▶ Given exercise
Could you render the lines from the one containing "For every instance of the life" through the end of the records as a numbered list, leaving out any blank lines?

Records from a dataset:

>> START

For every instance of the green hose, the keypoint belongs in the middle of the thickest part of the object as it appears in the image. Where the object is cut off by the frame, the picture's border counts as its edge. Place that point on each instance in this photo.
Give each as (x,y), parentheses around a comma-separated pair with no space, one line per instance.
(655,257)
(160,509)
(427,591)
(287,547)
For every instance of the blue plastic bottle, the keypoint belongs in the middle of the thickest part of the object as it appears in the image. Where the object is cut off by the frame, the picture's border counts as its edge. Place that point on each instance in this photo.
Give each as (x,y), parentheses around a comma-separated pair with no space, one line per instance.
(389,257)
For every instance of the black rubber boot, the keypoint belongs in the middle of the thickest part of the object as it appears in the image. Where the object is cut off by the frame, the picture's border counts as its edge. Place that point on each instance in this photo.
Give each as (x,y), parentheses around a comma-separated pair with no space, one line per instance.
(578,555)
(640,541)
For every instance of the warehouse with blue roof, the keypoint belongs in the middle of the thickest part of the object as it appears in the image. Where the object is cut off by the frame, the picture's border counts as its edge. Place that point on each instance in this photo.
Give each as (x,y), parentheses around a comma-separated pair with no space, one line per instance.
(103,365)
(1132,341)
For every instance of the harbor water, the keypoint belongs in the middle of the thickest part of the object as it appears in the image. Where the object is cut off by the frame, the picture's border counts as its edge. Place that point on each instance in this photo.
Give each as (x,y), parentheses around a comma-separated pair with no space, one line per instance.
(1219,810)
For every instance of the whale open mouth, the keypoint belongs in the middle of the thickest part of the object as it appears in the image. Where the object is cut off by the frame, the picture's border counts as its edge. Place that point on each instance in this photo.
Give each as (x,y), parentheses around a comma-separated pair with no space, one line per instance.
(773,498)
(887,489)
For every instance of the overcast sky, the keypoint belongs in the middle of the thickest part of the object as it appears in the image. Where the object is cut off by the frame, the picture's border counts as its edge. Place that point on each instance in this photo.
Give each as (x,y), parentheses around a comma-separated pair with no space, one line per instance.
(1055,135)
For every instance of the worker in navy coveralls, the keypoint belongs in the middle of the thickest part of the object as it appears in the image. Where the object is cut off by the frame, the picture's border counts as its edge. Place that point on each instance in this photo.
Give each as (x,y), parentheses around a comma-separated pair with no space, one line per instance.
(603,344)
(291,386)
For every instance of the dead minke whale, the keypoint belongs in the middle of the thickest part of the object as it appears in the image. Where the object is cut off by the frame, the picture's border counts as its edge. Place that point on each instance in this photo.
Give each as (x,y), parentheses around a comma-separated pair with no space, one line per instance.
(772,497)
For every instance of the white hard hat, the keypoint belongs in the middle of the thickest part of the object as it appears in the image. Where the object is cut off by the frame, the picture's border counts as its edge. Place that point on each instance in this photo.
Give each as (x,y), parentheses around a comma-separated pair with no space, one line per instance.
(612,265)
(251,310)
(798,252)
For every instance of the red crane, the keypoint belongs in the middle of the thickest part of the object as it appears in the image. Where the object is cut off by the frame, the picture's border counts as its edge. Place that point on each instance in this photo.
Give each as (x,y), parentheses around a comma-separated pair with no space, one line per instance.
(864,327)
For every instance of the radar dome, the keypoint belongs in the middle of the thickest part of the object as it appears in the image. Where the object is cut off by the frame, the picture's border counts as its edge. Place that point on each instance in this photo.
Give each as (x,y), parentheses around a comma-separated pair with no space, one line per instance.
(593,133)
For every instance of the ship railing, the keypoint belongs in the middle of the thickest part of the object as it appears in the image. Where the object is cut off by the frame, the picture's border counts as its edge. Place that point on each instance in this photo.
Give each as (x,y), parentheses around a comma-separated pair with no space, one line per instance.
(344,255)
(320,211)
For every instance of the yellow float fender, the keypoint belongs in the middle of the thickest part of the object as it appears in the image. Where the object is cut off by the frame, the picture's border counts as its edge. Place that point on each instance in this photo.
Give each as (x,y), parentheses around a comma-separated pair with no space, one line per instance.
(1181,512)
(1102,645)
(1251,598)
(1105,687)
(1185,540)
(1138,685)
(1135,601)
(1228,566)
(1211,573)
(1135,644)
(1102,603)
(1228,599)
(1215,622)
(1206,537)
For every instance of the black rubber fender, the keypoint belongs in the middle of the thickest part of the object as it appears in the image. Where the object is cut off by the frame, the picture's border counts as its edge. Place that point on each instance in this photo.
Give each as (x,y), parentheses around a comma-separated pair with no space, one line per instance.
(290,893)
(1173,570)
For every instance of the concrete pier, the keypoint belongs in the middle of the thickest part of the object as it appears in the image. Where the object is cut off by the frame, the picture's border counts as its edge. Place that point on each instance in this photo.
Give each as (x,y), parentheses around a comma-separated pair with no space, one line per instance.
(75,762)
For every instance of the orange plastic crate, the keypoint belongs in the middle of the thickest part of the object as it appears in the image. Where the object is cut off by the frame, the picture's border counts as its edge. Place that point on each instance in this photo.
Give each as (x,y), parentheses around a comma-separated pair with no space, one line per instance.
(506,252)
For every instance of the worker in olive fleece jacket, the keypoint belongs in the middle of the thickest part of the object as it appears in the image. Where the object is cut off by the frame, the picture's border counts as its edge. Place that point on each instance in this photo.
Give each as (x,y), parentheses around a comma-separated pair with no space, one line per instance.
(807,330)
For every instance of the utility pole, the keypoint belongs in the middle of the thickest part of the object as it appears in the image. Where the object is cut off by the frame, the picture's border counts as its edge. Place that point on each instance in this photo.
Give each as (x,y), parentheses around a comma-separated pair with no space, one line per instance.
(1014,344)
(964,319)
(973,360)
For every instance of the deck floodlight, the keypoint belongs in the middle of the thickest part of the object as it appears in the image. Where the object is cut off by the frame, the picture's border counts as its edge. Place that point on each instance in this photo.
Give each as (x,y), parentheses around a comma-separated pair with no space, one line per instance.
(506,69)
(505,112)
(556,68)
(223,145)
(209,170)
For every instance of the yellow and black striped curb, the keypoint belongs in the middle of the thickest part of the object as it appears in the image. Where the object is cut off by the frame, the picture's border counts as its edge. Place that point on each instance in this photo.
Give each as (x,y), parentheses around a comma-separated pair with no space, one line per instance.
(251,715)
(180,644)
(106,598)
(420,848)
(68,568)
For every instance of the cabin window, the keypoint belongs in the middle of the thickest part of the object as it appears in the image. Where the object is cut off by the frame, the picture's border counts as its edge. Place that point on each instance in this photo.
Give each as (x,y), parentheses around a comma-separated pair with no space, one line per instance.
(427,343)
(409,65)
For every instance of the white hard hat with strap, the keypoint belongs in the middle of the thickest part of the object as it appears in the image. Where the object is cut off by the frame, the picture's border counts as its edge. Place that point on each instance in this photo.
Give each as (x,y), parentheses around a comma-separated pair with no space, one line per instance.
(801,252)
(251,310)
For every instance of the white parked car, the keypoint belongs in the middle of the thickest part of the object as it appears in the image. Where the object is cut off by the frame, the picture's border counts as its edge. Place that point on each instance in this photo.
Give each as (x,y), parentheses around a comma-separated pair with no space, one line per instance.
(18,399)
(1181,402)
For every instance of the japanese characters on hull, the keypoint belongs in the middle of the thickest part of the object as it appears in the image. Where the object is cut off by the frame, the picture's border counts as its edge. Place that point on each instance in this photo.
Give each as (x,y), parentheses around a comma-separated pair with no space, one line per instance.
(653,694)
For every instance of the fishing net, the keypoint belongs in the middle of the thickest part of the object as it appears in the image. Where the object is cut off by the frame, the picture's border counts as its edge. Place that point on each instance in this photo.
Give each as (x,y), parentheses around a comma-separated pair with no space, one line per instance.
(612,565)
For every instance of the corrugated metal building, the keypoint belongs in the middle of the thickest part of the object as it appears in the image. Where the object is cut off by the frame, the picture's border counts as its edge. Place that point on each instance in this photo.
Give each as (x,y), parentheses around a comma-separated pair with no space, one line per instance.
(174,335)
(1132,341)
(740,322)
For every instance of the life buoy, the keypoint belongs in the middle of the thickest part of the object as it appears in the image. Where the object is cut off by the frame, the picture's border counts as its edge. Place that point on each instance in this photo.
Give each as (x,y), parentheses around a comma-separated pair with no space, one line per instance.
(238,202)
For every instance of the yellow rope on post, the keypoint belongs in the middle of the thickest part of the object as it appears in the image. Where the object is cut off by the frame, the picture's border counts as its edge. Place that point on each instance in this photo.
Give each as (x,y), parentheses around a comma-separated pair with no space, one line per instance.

>> END

▶ Output for this task
1. For every instance of the life buoy, the keypoint belongs in the middle of the thickest part of the object as it appears in the image. Where the object is cut off by the frame, the picture's border counts as its edge. Place that point on each instance in this photo.
2. Give each as (x,y), parentheses around a comma-separated pair with no space, one line per instance.
3. (238,202)
4. For every instance of the yellow rope on post, the keypoint belongs in the middle of the thickest part of the object as it appears in the image. Where the object is cut off by the frame, the picture's border counts as its edge. Place that point on each instance in this photo.
5. Give each as (x,y), parentheses around a comma-separated pair with no space, one line per instance.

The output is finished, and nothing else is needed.